» Exercise task
Count the lines in the items below that contain the string "segment", matching case exactly, and reply with the number alone.

» Data provided
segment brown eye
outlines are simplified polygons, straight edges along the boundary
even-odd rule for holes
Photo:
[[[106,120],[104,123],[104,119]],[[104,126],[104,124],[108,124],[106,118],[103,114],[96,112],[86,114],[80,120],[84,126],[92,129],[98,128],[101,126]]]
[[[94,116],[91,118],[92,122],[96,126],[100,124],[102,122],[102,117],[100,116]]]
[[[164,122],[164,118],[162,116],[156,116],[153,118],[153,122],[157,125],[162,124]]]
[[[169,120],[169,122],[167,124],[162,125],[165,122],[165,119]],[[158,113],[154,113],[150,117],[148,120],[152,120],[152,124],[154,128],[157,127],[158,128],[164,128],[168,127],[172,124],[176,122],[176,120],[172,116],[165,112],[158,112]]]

==

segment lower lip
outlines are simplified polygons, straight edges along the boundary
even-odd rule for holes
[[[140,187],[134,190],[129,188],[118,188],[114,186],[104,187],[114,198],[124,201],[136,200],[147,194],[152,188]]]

» Final answer
2